→ **Task item**
Return every entry exactly as written.

→ **Collected data entries**
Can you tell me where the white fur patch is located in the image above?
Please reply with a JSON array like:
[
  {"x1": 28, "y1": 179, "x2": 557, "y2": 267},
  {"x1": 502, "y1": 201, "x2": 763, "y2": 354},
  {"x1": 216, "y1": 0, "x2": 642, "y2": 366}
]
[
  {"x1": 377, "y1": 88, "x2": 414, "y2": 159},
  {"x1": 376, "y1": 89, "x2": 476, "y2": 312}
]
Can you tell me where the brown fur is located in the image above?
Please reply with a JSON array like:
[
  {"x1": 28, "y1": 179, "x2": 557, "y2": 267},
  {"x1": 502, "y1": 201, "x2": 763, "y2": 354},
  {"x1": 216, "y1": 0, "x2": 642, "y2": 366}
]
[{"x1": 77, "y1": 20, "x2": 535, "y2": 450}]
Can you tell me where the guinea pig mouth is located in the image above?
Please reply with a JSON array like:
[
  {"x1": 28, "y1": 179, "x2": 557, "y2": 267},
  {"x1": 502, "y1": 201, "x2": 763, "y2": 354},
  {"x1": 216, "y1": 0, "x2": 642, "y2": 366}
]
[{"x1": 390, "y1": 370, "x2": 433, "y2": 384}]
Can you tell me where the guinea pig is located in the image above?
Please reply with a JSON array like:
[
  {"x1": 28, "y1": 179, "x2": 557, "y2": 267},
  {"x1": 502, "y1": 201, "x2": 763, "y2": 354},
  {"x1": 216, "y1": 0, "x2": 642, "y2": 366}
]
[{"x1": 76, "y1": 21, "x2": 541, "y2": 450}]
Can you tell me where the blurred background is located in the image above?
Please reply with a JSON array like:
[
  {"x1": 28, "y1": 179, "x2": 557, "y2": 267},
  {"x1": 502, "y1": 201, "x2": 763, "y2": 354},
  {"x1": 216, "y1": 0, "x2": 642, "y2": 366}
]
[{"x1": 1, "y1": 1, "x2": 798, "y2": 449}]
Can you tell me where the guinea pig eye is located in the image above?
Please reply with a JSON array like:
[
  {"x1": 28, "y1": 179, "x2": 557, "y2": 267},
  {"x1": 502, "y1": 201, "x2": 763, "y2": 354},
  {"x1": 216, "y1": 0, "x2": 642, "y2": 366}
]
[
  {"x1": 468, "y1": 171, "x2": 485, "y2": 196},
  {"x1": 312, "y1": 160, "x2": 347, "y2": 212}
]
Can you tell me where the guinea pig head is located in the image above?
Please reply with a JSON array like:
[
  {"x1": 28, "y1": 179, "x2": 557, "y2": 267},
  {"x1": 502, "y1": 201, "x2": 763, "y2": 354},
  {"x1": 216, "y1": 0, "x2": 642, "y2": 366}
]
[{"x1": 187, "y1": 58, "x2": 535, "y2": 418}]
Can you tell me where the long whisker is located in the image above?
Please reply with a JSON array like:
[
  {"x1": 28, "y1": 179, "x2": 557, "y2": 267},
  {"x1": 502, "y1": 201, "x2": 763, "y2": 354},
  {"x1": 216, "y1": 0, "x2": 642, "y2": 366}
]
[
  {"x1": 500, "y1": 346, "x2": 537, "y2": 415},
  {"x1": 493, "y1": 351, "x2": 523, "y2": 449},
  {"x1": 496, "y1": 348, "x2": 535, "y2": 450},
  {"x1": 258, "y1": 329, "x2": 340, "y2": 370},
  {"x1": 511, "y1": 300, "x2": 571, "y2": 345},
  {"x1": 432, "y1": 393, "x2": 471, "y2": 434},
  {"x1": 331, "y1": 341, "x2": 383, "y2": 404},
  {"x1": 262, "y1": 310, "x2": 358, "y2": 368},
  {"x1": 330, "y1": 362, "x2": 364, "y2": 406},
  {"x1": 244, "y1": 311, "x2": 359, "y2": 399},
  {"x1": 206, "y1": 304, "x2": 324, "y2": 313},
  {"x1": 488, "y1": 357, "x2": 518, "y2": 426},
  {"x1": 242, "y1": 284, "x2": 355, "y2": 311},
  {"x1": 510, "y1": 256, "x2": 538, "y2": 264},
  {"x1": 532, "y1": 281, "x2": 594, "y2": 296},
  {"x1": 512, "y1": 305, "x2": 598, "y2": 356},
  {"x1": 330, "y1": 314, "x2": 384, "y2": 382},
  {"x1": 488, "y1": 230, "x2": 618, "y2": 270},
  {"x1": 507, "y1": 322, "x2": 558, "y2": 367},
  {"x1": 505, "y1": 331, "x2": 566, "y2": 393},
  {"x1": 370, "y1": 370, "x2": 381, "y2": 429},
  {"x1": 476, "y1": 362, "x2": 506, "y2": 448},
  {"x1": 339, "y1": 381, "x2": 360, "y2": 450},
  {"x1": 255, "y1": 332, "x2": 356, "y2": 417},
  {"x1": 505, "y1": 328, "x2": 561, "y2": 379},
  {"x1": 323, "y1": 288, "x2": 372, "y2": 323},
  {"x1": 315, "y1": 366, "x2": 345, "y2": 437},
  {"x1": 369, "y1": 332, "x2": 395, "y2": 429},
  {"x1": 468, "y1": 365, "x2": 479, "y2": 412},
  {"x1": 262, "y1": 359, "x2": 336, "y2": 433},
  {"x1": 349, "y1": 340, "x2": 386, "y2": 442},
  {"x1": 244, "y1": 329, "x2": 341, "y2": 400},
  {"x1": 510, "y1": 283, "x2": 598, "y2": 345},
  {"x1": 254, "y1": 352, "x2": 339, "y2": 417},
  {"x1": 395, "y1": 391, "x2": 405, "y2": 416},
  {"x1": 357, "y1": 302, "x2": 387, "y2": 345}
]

→ **The completed task**
Can you tell me where the white fur patch is located in the image above?
Please reply with a JSON array like:
[
  {"x1": 28, "y1": 179, "x2": 557, "y2": 267},
  {"x1": 502, "y1": 201, "x2": 763, "y2": 354},
  {"x1": 216, "y1": 0, "x2": 642, "y2": 366}
]
[
  {"x1": 377, "y1": 88, "x2": 414, "y2": 159},
  {"x1": 376, "y1": 89, "x2": 476, "y2": 312}
]
Can you tell me where the brown fur is located in the image above?
Please reply with a JSON array like:
[
  {"x1": 28, "y1": 179, "x2": 557, "y2": 267},
  {"x1": 502, "y1": 201, "x2": 763, "y2": 354},
  {"x1": 216, "y1": 0, "x2": 642, "y2": 366}
]
[{"x1": 77, "y1": 20, "x2": 535, "y2": 450}]
Can you tell me where the guinea pig mouth is located in the image above?
Please reply with a JSON array like:
[
  {"x1": 28, "y1": 179, "x2": 557, "y2": 267},
  {"x1": 502, "y1": 201, "x2": 763, "y2": 354},
  {"x1": 216, "y1": 0, "x2": 642, "y2": 366}
]
[{"x1": 390, "y1": 370, "x2": 433, "y2": 384}]
Can you tell me where the guinea pig is located in the image above?
Please reply with a JSON array like:
[
  {"x1": 28, "y1": 179, "x2": 557, "y2": 267},
  {"x1": 502, "y1": 201, "x2": 763, "y2": 354},
  {"x1": 216, "y1": 0, "x2": 642, "y2": 366}
]
[{"x1": 76, "y1": 21, "x2": 541, "y2": 450}]
Can you tell me where the blurred background is located in the image above?
Please reply with a JSON array like:
[
  {"x1": 28, "y1": 179, "x2": 557, "y2": 267},
  {"x1": 502, "y1": 201, "x2": 763, "y2": 354},
  {"x1": 216, "y1": 0, "x2": 642, "y2": 366}
]
[{"x1": 1, "y1": 1, "x2": 798, "y2": 449}]
Can you tell me where the guinea pig eye is located in the image above?
Please reply with a JSON array like:
[
  {"x1": 28, "y1": 179, "x2": 557, "y2": 267},
  {"x1": 502, "y1": 201, "x2": 763, "y2": 354},
  {"x1": 216, "y1": 0, "x2": 642, "y2": 366}
]
[
  {"x1": 468, "y1": 171, "x2": 485, "y2": 196},
  {"x1": 312, "y1": 160, "x2": 347, "y2": 212}
]
Can you tell me where the guinea pig head is located in the image above?
Please reply with a JSON array like:
[
  {"x1": 28, "y1": 179, "x2": 557, "y2": 267},
  {"x1": 502, "y1": 201, "x2": 763, "y2": 354},
  {"x1": 216, "y1": 0, "x2": 642, "y2": 366}
]
[{"x1": 187, "y1": 58, "x2": 535, "y2": 418}]
Can you tell me where the long whisker is located in the image above?
Please reply with a JSON array like:
[
  {"x1": 28, "y1": 179, "x2": 557, "y2": 267},
  {"x1": 502, "y1": 201, "x2": 763, "y2": 354},
  {"x1": 216, "y1": 0, "x2": 642, "y2": 366}
]
[
  {"x1": 500, "y1": 346, "x2": 537, "y2": 415},
  {"x1": 493, "y1": 351, "x2": 523, "y2": 449},
  {"x1": 496, "y1": 348, "x2": 535, "y2": 450},
  {"x1": 258, "y1": 329, "x2": 340, "y2": 370},
  {"x1": 511, "y1": 300, "x2": 571, "y2": 345},
  {"x1": 432, "y1": 393, "x2": 471, "y2": 434},
  {"x1": 331, "y1": 341, "x2": 383, "y2": 404},
  {"x1": 262, "y1": 310, "x2": 358, "y2": 368},
  {"x1": 330, "y1": 362, "x2": 364, "y2": 406},
  {"x1": 244, "y1": 311, "x2": 359, "y2": 399},
  {"x1": 206, "y1": 304, "x2": 324, "y2": 313},
  {"x1": 488, "y1": 357, "x2": 518, "y2": 426},
  {"x1": 242, "y1": 284, "x2": 355, "y2": 311},
  {"x1": 510, "y1": 256, "x2": 538, "y2": 264},
  {"x1": 532, "y1": 281, "x2": 594, "y2": 296},
  {"x1": 512, "y1": 305, "x2": 598, "y2": 356},
  {"x1": 330, "y1": 314, "x2": 384, "y2": 382},
  {"x1": 488, "y1": 230, "x2": 618, "y2": 270},
  {"x1": 507, "y1": 322, "x2": 558, "y2": 367},
  {"x1": 505, "y1": 331, "x2": 566, "y2": 393},
  {"x1": 370, "y1": 370, "x2": 381, "y2": 429},
  {"x1": 476, "y1": 362, "x2": 506, "y2": 448},
  {"x1": 339, "y1": 381, "x2": 360, "y2": 450},
  {"x1": 255, "y1": 332, "x2": 356, "y2": 417},
  {"x1": 505, "y1": 328, "x2": 561, "y2": 379},
  {"x1": 323, "y1": 288, "x2": 372, "y2": 323},
  {"x1": 315, "y1": 366, "x2": 345, "y2": 437},
  {"x1": 369, "y1": 332, "x2": 395, "y2": 429},
  {"x1": 468, "y1": 365, "x2": 479, "y2": 412},
  {"x1": 262, "y1": 359, "x2": 336, "y2": 433},
  {"x1": 349, "y1": 340, "x2": 386, "y2": 442},
  {"x1": 244, "y1": 329, "x2": 341, "y2": 400},
  {"x1": 510, "y1": 283, "x2": 598, "y2": 345},
  {"x1": 254, "y1": 352, "x2": 339, "y2": 417},
  {"x1": 395, "y1": 391, "x2": 405, "y2": 416},
  {"x1": 357, "y1": 302, "x2": 387, "y2": 345}
]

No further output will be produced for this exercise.